----- Selected text

Matter of Katie R. v Peter Q. |
2022 NY Slip Op 04339 [207 AD3d 844] [207 AD3d 844] |
July 7, 2022 |
Appellate Division, Third Department |
Published by New York State Law Reporting Bureau pursuant to Judiciary Law § 431. |
In the Matter of Katie R., Appellant, v Peter Q., Respondent. (And Another Related Proceeding.) |
Cliff Gordon, Monticello, for appellant.
Marcia Heller, Rock Hill, attorney for the child.
McShan, J. Appeal from an order of the Family Court of Sullivan County (Meddaugh, J.), entered June 7, 2021, which, among other things, dismissed petitioner's application, in a proceeding pursuant to Family Ct Act article 6, to modify a prior order of custody and visitation.

----------
----- Data shown

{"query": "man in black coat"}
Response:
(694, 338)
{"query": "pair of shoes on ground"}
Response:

----------

- [Instruction 1] Set down the entire court decision excerpt above, word for word.
- [Instruction 2] Output the lines of the coordinate labeling entries as a numbered list, omitting any blank lines.

- [Correct result 1]
Matter of Katie R. v Peter Q. |
2022 NY Slip Op 04339 [207 AD3d 844] [207 AD3d 844] |
July 7, 2022 |
Appellate Division, Third Department |
Published by New York State Law Reporting Bureau pursuant to Judiciary Law § 431. |
In the Matter of Katie R., Appellant, v Peter Q., Respondent. (And Another Related Proceeding.) |
Cliff Gordon, Monticello, for appellant.
Marcia Heller, Rock Hill, attorney for the child.
McShan, J. Appeal from an order of the Family Court of Sullivan County (Meddaugh, J.), entered June 7, 2021, which, among other things, dismissed petitioner's application, in a proceeding pursuant to Family Ct Act article 6, to modify a prior order of custody and visitation.

- [Correct result 2]
1. {"query": "man in black coat"}
2. Response:
3. (694, 338)
4. {"query": "pair of shoes on ground"}
5. Response:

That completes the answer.